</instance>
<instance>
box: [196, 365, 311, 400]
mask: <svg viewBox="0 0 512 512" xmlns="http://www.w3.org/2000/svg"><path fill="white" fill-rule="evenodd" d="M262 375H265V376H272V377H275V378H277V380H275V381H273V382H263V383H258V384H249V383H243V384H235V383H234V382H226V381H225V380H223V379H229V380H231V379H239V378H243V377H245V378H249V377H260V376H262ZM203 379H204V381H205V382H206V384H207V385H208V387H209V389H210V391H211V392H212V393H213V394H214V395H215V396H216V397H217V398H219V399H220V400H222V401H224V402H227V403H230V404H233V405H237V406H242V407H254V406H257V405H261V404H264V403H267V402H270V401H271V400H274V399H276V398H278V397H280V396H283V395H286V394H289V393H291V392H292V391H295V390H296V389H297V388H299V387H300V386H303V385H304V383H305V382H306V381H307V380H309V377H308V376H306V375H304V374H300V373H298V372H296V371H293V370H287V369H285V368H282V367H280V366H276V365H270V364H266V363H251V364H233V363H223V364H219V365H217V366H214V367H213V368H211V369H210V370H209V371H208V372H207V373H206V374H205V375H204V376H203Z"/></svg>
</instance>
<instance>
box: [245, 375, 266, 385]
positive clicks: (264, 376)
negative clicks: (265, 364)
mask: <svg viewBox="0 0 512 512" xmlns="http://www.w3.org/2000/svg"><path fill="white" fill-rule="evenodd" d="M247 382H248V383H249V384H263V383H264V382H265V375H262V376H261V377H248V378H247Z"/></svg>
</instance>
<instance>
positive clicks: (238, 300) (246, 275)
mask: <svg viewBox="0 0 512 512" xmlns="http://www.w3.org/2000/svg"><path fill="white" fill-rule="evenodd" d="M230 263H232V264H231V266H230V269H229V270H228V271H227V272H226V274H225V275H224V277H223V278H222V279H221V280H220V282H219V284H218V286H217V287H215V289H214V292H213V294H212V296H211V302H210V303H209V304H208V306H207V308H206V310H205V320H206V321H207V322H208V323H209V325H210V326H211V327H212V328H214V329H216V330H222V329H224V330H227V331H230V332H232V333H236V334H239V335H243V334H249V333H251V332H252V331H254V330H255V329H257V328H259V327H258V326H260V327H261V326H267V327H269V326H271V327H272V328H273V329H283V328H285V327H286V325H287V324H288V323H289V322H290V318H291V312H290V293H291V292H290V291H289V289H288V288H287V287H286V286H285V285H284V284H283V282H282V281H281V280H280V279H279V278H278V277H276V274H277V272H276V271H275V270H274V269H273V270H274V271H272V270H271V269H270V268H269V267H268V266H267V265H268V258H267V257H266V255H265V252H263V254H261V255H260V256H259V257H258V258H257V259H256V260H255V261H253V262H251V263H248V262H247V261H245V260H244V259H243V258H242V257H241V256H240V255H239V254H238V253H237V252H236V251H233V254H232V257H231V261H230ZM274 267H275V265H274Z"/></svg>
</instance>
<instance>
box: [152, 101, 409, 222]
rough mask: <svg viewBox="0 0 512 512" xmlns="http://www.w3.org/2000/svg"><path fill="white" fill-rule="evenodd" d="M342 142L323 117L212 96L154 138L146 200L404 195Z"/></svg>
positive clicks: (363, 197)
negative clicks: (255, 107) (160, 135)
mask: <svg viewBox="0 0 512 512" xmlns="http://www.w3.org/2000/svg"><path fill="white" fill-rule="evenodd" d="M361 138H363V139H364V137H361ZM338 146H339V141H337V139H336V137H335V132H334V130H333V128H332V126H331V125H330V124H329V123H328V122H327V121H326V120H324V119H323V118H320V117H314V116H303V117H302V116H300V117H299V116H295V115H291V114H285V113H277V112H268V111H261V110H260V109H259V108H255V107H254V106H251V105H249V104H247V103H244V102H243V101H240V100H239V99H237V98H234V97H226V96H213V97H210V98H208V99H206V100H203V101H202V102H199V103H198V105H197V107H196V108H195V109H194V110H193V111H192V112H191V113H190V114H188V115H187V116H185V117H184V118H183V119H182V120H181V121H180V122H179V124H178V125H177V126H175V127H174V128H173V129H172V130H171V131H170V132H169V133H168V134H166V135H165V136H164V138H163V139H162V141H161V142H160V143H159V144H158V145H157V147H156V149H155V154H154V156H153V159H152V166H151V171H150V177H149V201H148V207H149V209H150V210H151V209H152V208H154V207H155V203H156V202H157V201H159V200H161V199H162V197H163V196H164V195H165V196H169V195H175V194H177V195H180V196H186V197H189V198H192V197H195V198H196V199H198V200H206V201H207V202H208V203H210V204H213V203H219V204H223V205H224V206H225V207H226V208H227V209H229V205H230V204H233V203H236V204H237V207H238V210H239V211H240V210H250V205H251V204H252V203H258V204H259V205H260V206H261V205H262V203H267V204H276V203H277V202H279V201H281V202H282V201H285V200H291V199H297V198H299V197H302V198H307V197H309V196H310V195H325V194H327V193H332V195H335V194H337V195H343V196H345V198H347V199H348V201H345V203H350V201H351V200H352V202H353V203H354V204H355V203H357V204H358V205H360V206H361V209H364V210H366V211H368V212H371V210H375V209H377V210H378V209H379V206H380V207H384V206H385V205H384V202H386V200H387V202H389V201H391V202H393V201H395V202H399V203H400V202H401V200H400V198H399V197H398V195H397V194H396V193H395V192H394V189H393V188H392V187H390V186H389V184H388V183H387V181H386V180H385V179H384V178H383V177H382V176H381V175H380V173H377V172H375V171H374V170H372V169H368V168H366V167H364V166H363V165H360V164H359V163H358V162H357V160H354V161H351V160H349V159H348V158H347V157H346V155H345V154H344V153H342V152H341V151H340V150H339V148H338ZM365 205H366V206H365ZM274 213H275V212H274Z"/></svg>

☆ ☆ ☆

**What the exercise asks**.
Reproduce all of the records above verbatim, line for line.

**Exercise response**.
</instance>
<instance>
box: [196, 365, 311, 400]
mask: <svg viewBox="0 0 512 512" xmlns="http://www.w3.org/2000/svg"><path fill="white" fill-rule="evenodd" d="M262 375H265V376H272V377H275V378H277V380H275V381H273V382H263V383H258V384H249V383H243V384H235V383H234V382H226V381H225V380H223V379H229V380H231V379H239V378H243V377H245V378H249V377H260V376H262ZM203 379H204V381H205V382H206V384H207V385H208V387H209V389H210V391H211V392H212V393H213V394H214V395H215V396H216V397H217V398H219V399H220V400H222V401H224V402H227V403H230V404H233V405H237V406H242V407H254V406H257V405H261V404H264V403H267V402H270V401H271V400H274V399H276V398H278V397H280V396H283V395H286V394H289V393H291V392H292V391H295V390H296V389H297V388H299V387H300V386H303V385H304V383H305V382H306V381H307V380H309V377H308V376H306V375H304V374H300V373H298V372H296V371H293V370H287V369H285V368H282V367H280V366H276V365H270V364H266V363H251V364H233V363H223V364H219V365H217V366H214V367H213V368H211V369H210V370H209V371H208V372H207V373H206V374H205V375H204V376H203Z"/></svg>
</instance>
<instance>
box: [245, 375, 266, 385]
positive clicks: (264, 376)
negative clicks: (265, 364)
mask: <svg viewBox="0 0 512 512" xmlns="http://www.w3.org/2000/svg"><path fill="white" fill-rule="evenodd" d="M247 382H248V383H249V384H263V383H264V382H265V375H262V376H261V377H248V378H247Z"/></svg>
</instance>
<instance>
positive clicks: (238, 300) (246, 275)
mask: <svg viewBox="0 0 512 512" xmlns="http://www.w3.org/2000/svg"><path fill="white" fill-rule="evenodd" d="M230 263H232V264H231V266H230V269H229V270H228V271H227V272H226V274H225V275H224V277H223V278H222V279H221V280H220V282H219V284H218V286H217V287H215V289H214V292H213V294H212V296H211V302H210V303H209V304H208V306H207V308H206V310H205V320H206V321H207V322H208V323H209V325H210V326H211V327H212V328H214V329H216V330H222V329H224V330H227V331H230V332H232V333H236V334H239V335H243V334H249V333H251V332H252V331H254V330H255V329H257V328H259V327H258V326H260V327H261V326H267V327H269V326H271V327H272V328H273V329H283V328H285V327H286V325H287V324H288V323H289V322H290V318H291V312H290V293H291V292H290V291H289V289H288V288H287V287H286V286H285V285H284V284H283V282H282V281H281V280H280V279H279V278H278V277H276V274H277V272H276V271H275V270H274V269H273V270H274V271H272V270H271V269H270V268H269V267H268V266H267V265H268V258H267V257H266V255H265V252H263V254H261V255H260V256H259V257H258V258H257V259H256V260H255V261H253V262H251V263H248V262H247V261H245V260H244V259H243V258H242V257H241V256H240V255H239V254H238V253H237V252H236V251H233V254H232V257H231V261H230ZM274 267H275V265H274Z"/></svg>
</instance>
<instance>
box: [152, 101, 409, 222]
rough mask: <svg viewBox="0 0 512 512" xmlns="http://www.w3.org/2000/svg"><path fill="white" fill-rule="evenodd" d="M342 142L323 117L212 96L154 138L146 200L404 195Z"/></svg>
positive clicks: (363, 197)
negative clicks: (255, 107) (160, 135)
mask: <svg viewBox="0 0 512 512" xmlns="http://www.w3.org/2000/svg"><path fill="white" fill-rule="evenodd" d="M361 138H363V139H364V137H361ZM338 146H339V141H337V139H336V137H335V132H334V130H333V128H332V126H331V125H330V124H329V123H328V122H327V121H326V120H324V119H323V118H320V117H314V116H303V117H302V116H300V117H299V116H295V115H291V114H285V113H277V112H268V111H261V110H260V109H259V108H255V107H254V106H251V105H249V104H247V103H244V102H243V101H240V100H239V99H237V98H234V97H226V96H213V97H210V98H208V99H206V100H203V101H202V102H199V103H198V105H197V107H196V108H195V109H194V110H193V111H192V112H191V113H190V114H188V115H187V116H185V117H184V118H183V119H182V120H181V121H180V122H179V124H178V125H177V126H175V127H174V128H173V129H172V130H171V131H170V132H169V133H168V134H166V135H165V136H164V138H163V139H162V141H161V142H160V143H159V144H158V145H157V147H156V149H155V154H154V156H153V159H152V166H151V171H150V177H149V201H148V207H149V209H150V210H151V209H152V208H154V207H155V203H156V202H157V201H159V200H161V199H162V197H163V196H164V195H165V196H169V195H175V194H177V195H180V196H186V197H189V198H192V197H195V198H196V199H198V200H206V201H207V202H208V203H210V204H213V203H219V204H223V205H224V206H225V207H226V208H227V209H229V205H230V204H233V203H236V204H237V207H238V210H239V211H240V210H250V205H251V204H252V203H258V204H259V205H260V206H261V205H262V203H267V204H276V203H277V202H279V201H281V202H282V201H285V200H291V199H297V198H299V197H302V198H307V197H309V196H310V195H325V194H327V193H332V195H335V194H337V195H343V196H345V198H347V199H348V201H345V203H350V201H351V200H352V202H353V203H354V204H355V203H357V204H358V205H360V206H361V209H364V210H366V211H368V212H371V210H375V209H377V210H378V209H379V206H380V207H384V206H385V205H384V202H386V200H387V202H389V201H391V202H393V201H395V202H399V203H400V202H401V200H400V198H399V197H398V195H397V194H396V193H395V192H394V189H393V188H392V187H390V186H389V184H388V183H387V181H386V180H385V179H384V178H383V177H382V176H381V175H380V173H377V172H375V171H374V170H372V169H368V168H366V167H364V166H363V165H360V164H359V163H358V162H357V160H354V161H351V160H349V159H348V158H347V157H346V155H345V154H344V153H342V152H341V151H340V150H339V148H338ZM365 205H366V206H365ZM274 213H275V212H274Z"/></svg>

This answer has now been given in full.